(Stored items from a collection)
_ _ _ _ _

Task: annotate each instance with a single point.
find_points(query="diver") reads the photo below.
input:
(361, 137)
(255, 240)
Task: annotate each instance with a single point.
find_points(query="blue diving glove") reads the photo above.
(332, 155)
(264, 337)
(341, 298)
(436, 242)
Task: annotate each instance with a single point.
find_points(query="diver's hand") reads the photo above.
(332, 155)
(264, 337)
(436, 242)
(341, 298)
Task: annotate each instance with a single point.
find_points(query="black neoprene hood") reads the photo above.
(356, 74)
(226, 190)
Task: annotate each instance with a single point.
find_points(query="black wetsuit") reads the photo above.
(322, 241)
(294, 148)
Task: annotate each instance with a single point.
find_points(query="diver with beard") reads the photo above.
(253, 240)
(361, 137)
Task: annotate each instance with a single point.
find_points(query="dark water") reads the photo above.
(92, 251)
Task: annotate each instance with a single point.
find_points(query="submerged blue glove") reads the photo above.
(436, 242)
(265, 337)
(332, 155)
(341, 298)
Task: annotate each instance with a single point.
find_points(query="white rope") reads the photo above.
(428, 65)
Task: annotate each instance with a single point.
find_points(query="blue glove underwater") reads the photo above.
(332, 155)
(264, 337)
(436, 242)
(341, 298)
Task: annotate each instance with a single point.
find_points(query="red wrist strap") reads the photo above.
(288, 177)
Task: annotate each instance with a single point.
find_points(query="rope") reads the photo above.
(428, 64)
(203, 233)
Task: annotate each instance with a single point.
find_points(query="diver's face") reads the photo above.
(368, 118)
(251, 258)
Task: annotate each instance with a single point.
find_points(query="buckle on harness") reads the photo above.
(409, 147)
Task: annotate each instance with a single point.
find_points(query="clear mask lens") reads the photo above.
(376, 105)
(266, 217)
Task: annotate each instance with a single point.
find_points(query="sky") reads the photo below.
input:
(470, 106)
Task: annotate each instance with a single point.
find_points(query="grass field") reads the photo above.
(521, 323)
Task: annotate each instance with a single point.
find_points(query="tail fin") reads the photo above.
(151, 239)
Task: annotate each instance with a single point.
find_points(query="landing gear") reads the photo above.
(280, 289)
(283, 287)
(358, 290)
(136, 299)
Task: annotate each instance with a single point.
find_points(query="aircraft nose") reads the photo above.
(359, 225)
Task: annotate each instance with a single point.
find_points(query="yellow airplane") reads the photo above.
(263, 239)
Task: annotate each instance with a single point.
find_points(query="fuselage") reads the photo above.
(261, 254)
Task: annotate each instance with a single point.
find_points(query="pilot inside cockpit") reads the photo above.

_ _ _ _ _

Task description:
Output every record above exactly as it appears.

The output:
Task: annotate each instance with a single point.
find_points(query="diver") reads the photo below.
input:
(361, 137)
(255, 240)
Task: annotate each instance with a single point.
find_points(query="blue diving glove") reads the photo above.
(332, 155)
(264, 337)
(341, 298)
(436, 242)
Task: annotate each instance with a single point.
find_points(query="diver's hand") reads the photo above.
(332, 155)
(264, 337)
(436, 242)
(341, 298)
Task: annotate each instance with a single point.
find_points(query="black neoprene hood") reads the photo above.
(356, 74)
(226, 190)
Task: annotate each instance with a single point.
find_points(query="black wetsuit") reads the photo above.
(322, 241)
(294, 148)
Task: annotate each instance with a single point.
find_points(query="diver with beard") reads the photo above.
(253, 240)
(361, 137)
Task: annotate each instance with a single point.
find_points(query="dark water") reads the photo above.
(92, 251)
Task: annotate each instance with a single point.
find_points(query="submerged blue glove") reads the photo above.
(436, 242)
(265, 337)
(332, 155)
(341, 298)
Task: annotate each instance with a single point.
find_points(query="white rope") reads the photo above.
(428, 65)
Task: annotate each instance with a single point.
find_points(query="blue glove underwater") reads the photo above.
(332, 155)
(264, 337)
(436, 242)
(341, 298)
Task: annotate each instance with a single point.
find_points(query="red wrist strap") reads the photo above.
(288, 177)
Task: annotate each instance with a single point.
find_points(query="rope") reads the photo above.
(428, 64)
(203, 233)
Task: annotate each instance with a single point.
find_points(query="diver's face") reads the photo above.
(368, 118)
(251, 258)
Task: annotate each instance with a single point.
find_points(query="buckle on harness") reads the photo above.
(409, 147)
Task: annotate each instance with a single point.
find_points(query="clear mask lens") reads the photo above.
(376, 105)
(266, 217)
Task: annotate each instance with a single point.
find_points(query="sky") reads the photo below.
input:
(470, 106)
Task: annotate each instance with a single point.
find_points(query="grass field") reads the photo above.
(521, 323)
Task: annotate each instance with a single point.
find_points(query="tail fin") reads the photo above.
(151, 239)
Task: annotate each instance with a single point.
find_points(query="landing gear") reads the photo above.
(280, 289)
(283, 287)
(358, 290)
(136, 299)
Task: annotate each instance with a single point.
find_points(query="aircraft nose") reads the photo above.
(359, 225)
Task: annotate each instance with a single point.
find_points(query="yellow airplane") reads the photo above.
(263, 239)
Task: annotate each instance with a single point.
find_points(query="fuselage") reads the photo above.
(261, 254)
Task: annotate each instance with a single point.
find_points(query="pilot inside cockpit") reads the photo above.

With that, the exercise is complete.